> _練習問題_
1. 外国人人材の雇用に関する文章を、一字一句違えずに打ち直してもらえますか？
2. リストのうち、「Where can you find the rainbow」を含む行からリストの最後までの範囲を、両端の行も含めてそのまま繰り返してもらえますか？画像は回答に入れないでください。
*** 抜粋文 ***
外国人人材を雇用する際の留意点等について、概説いたします。

1. 募集職種に該当する在留資格の確認

日本に所在する企業等が外国人を雇用したい場合は、外国人が日本で働くことを目的として入国、在留するためには、就労(働く)することが容認されている在留資格を取得する必要があります。当然の事ながら、法令に定める条件に適合する外国人だけがその対象となり、なおかつ、法令に定める範囲の業務しか働くことが出来ません。
拠って、企業等において、外国人を募集したい職種があったとしても、その職種に該当する在留資格が存在していなければ、雇用することはできないということになりますので、その場合は、採用計画を見直さなければなりません。該当する就労(働く)することが容認されている在留資格が存在している場合は、その在留資格の取得基準・条件を確認されて、募集計画を立案することとなります。

在留資格によって、学歴、実務経験年数、従事する業務内容、報酬額、技能試験、受入機関に関する条件の基準等の要件が定められています。
*** 課題用資料 ***
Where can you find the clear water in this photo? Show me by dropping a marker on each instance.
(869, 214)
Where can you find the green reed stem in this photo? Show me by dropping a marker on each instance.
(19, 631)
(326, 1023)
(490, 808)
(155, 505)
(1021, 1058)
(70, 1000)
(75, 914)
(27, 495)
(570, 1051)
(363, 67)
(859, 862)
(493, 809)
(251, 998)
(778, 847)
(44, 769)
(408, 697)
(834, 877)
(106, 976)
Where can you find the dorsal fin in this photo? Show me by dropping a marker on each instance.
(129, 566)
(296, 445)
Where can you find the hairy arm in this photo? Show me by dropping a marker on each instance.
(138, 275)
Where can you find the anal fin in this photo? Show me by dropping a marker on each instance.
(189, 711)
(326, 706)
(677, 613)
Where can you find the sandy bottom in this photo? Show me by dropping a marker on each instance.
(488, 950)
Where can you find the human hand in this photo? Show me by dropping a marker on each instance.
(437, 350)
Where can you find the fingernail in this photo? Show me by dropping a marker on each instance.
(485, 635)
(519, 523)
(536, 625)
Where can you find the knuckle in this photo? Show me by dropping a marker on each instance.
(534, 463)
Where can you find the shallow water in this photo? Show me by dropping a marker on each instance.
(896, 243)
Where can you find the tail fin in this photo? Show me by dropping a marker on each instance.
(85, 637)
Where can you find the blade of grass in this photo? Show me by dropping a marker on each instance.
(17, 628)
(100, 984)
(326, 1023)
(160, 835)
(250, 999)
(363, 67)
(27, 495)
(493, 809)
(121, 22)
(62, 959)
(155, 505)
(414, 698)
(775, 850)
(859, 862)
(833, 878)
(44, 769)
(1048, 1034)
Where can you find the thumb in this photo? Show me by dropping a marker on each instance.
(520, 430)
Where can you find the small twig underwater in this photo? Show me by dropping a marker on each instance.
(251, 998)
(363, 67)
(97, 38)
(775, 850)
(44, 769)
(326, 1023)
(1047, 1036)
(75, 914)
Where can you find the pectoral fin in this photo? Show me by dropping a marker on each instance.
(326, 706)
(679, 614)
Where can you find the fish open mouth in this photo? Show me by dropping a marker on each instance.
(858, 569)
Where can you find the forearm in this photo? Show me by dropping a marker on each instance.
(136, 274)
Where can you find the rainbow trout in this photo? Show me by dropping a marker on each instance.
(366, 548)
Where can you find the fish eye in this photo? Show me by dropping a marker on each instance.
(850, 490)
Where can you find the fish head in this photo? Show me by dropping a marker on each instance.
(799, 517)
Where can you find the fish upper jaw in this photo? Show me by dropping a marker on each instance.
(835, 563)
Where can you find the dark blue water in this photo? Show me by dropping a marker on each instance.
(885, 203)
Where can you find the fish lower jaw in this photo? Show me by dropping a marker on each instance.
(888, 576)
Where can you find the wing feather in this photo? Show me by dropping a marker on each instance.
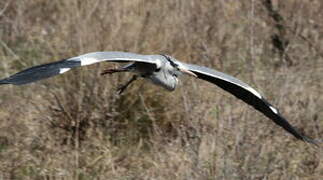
***
> _解答例_
1.
外国人人材を雇用する際の留意点等について、概説いたします。

1. 募集職種に該当する在留資格の確認

日本に所在する企業等が外国人を雇用したい場合は、外国人が日本で働くことを目的として入国、在留するためには、就労(働く)することが容認されている在留資格を取得する必要があります。当然の事ながら、法令に定める条件に適合する外国人だけがその対象となり、なおかつ、法令に定める範囲の業務しか働くことが出来ません。
拠って、企業等において、外国人を募集したい職種があったとしても、その職種に該当する在留資格が存在していなければ、雇用することはできないということになりますので、その場合は、採用計画を見直さなければなりません。該当する就労(働く)することが容認されている在留資格が存在している場合は、その在留資格の取得基準・条件を確認されて、募集計画を立案することとなります。

在留資格によって、学歴、実務経験年数、従事する業務内容、報酬額、技能試験、受入機関に関する条件の基準等の要件が定められています。

2.
Where can you find the rainbow trout in this photo? Show me by dropping a marker on each instance.
(366, 548)
Where can you find the fish eye in this photo? Show me by dropping a marker on each instance.
(850, 490)
Where can you find the fish head in this photo? Show me by dropping a marker on each instance.
(799, 517)
Where can you find the fish upper jaw in this photo? Show me by dropping a marker on each instance.
(835, 563)
Where can you find the dark blue water in this photo? Show me by dropping a marker on each instance.
(885, 203)
Where can you find the fish lower jaw in this photo? Show me by dropping a marker on each instance.
(888, 576)
Where can you find the wing feather in this photo? Show me by dropping a marker on each instance.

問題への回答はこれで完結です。